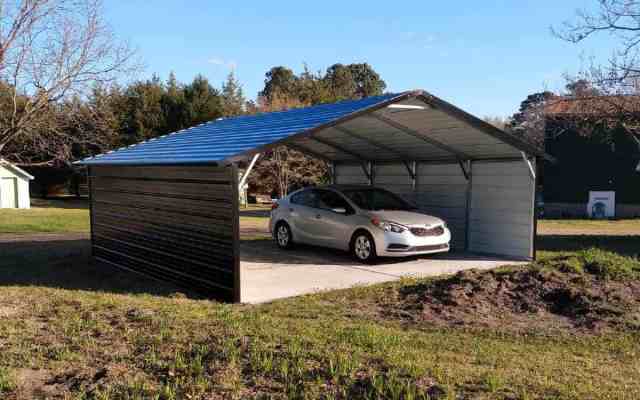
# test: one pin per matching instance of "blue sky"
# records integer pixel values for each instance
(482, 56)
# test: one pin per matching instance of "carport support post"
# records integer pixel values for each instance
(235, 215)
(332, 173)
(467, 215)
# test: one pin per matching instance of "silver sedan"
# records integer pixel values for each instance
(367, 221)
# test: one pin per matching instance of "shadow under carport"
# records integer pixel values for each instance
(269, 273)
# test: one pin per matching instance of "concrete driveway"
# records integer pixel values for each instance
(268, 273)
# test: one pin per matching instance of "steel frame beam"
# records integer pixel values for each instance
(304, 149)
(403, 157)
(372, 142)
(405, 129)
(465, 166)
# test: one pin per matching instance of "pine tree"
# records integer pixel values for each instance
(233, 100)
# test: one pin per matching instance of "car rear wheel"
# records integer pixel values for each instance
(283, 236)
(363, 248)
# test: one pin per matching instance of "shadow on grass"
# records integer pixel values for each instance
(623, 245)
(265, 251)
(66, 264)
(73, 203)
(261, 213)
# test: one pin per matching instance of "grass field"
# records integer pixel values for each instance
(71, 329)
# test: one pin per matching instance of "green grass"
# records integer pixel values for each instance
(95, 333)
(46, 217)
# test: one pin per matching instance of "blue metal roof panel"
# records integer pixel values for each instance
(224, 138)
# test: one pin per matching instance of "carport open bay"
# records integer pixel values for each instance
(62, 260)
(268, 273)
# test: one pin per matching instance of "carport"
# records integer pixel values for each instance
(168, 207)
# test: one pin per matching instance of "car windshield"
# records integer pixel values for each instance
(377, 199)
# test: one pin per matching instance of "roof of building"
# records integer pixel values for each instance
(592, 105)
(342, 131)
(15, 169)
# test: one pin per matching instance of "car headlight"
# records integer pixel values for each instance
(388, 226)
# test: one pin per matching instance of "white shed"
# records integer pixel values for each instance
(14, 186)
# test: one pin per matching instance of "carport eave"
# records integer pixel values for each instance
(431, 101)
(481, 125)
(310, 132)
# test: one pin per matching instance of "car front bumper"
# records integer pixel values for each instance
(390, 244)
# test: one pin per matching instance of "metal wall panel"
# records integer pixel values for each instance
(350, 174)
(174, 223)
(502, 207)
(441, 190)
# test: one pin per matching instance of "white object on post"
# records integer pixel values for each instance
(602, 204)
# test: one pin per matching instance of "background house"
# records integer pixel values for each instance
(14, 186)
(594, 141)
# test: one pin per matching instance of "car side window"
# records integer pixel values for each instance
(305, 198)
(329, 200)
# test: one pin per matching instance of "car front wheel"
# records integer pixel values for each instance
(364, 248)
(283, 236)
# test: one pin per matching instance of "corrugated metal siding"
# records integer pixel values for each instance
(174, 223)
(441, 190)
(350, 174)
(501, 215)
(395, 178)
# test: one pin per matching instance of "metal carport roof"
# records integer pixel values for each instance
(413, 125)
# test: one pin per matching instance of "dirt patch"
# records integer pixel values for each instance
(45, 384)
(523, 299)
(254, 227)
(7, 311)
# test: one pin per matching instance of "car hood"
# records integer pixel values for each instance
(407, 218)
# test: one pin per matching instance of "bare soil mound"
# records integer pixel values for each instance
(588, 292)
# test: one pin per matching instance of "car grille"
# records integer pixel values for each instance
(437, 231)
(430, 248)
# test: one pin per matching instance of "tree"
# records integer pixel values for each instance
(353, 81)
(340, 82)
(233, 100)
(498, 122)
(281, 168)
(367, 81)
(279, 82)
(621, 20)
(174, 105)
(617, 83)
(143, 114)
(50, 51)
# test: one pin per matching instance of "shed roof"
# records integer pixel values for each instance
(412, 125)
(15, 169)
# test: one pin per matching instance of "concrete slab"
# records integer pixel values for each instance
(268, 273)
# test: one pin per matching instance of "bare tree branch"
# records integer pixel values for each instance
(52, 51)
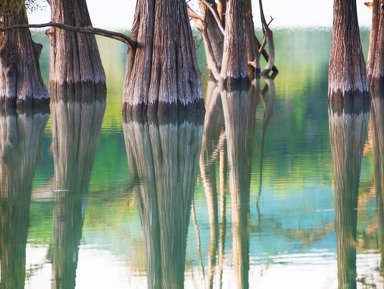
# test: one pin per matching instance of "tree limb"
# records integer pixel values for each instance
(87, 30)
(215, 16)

──────

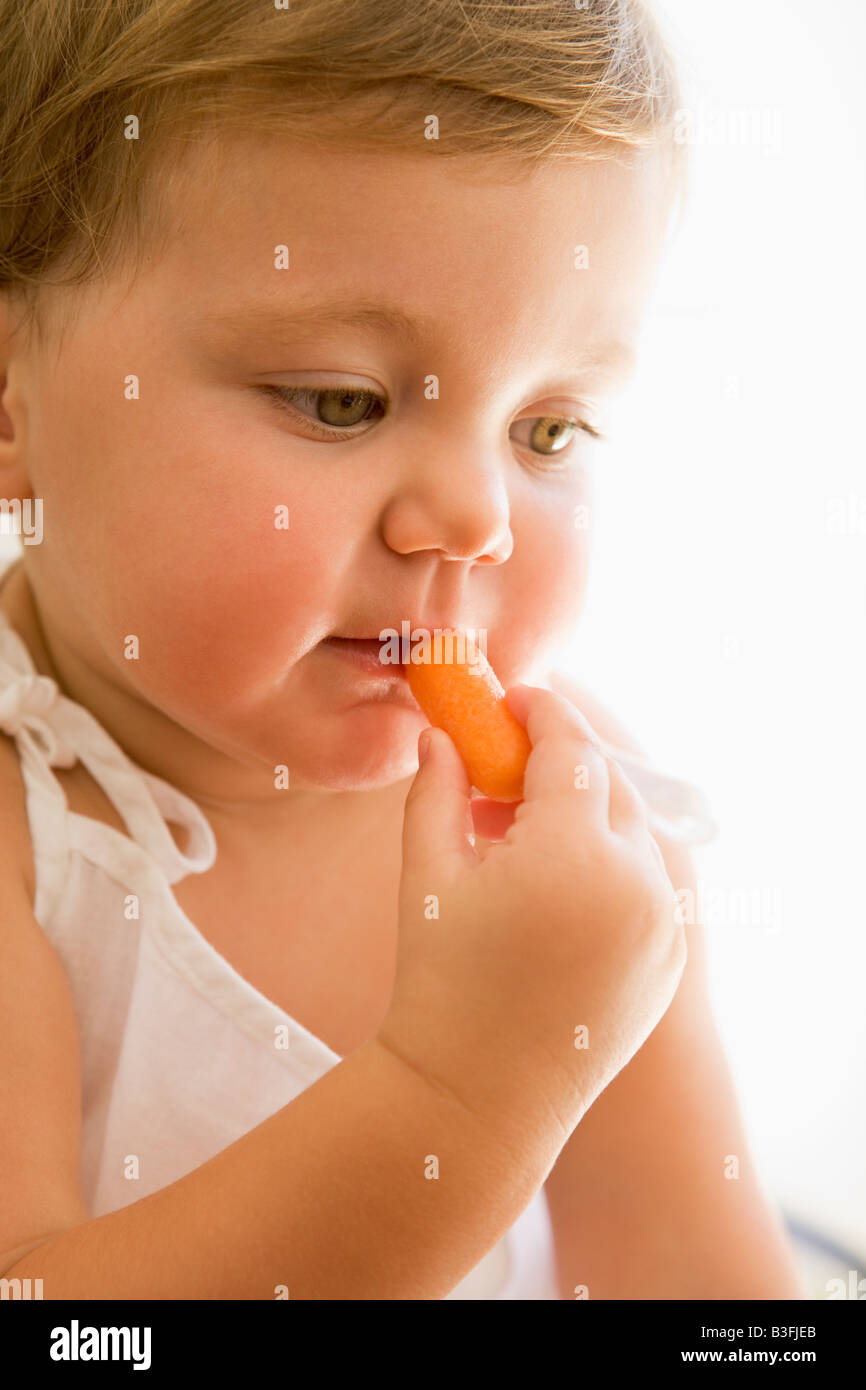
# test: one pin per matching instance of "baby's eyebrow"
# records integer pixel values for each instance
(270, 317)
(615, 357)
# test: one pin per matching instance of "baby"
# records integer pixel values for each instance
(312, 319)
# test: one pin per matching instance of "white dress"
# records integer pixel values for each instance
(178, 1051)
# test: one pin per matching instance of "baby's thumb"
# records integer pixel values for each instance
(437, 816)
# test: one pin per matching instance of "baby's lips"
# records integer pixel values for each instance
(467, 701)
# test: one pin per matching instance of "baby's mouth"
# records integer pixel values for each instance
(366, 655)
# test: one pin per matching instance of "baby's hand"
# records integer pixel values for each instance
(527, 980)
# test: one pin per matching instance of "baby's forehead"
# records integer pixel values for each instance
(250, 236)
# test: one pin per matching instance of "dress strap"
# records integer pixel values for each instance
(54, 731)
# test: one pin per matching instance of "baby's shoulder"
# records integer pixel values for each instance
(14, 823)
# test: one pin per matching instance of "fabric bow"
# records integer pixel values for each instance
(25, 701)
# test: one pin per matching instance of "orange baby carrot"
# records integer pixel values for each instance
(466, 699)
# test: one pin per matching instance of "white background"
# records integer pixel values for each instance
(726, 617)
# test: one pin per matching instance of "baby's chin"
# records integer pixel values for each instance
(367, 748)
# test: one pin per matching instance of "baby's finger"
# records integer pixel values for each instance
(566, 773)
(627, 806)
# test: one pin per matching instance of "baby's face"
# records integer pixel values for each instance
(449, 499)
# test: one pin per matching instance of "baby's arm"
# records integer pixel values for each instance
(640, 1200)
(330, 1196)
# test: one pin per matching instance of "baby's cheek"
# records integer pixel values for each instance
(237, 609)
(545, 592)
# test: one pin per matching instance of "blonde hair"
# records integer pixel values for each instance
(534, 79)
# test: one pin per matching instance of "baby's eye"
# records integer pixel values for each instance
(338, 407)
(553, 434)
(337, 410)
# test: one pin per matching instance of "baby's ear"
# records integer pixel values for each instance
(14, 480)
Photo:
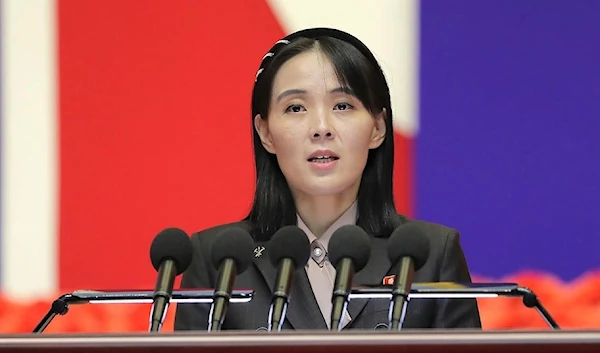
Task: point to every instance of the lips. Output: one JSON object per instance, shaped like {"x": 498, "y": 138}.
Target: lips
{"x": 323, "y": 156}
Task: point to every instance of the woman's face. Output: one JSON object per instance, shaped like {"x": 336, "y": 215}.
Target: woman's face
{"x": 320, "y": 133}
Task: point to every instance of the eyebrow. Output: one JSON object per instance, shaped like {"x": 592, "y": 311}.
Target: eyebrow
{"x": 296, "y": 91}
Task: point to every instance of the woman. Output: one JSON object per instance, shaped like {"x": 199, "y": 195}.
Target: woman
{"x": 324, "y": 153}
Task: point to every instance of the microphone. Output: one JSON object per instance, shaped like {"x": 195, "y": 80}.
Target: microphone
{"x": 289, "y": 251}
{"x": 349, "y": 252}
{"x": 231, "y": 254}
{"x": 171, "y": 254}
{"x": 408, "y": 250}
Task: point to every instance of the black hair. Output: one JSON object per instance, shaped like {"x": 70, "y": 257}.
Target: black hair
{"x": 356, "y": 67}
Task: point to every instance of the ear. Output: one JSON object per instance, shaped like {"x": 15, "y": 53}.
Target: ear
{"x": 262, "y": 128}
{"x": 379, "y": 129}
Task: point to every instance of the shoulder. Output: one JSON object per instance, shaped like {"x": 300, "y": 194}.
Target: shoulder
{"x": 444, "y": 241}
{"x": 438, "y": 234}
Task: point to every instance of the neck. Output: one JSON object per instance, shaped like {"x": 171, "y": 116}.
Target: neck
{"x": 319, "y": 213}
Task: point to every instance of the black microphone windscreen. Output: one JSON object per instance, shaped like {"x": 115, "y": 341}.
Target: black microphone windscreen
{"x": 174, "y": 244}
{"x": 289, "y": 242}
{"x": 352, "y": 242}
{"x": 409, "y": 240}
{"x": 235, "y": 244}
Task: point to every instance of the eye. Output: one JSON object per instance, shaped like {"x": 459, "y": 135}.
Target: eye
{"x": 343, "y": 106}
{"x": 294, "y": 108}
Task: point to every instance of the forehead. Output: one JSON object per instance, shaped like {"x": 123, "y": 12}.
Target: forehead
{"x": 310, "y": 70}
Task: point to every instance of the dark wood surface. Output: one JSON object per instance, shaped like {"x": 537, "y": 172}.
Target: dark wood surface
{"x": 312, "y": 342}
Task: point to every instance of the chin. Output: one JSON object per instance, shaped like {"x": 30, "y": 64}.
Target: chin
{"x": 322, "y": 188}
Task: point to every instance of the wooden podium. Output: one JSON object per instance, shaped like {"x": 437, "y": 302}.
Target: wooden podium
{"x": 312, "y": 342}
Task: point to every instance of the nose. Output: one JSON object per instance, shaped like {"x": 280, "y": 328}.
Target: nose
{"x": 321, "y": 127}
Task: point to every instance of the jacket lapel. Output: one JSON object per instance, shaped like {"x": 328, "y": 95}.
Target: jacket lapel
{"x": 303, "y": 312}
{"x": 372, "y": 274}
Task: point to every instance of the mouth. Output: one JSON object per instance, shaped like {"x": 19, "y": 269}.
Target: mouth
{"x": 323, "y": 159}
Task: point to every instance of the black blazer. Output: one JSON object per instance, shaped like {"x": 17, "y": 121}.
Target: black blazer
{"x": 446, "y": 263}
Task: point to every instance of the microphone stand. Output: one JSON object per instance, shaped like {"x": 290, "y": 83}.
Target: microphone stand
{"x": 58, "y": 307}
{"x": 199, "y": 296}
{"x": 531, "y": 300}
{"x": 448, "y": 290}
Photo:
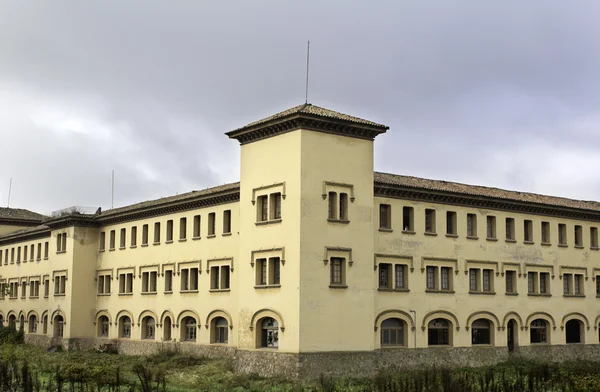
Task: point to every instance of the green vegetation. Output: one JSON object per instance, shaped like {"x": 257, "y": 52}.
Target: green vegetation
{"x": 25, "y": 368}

──────

Extract every line of the entries above that contains the word "lapel", treating uppercase and lowercase as different.

- [The reply]:
Task: point to every instance of the jacket lapel. Output: one JSON object per instance, shaped like {"x": 328, "y": 95}.
Target: jacket lapel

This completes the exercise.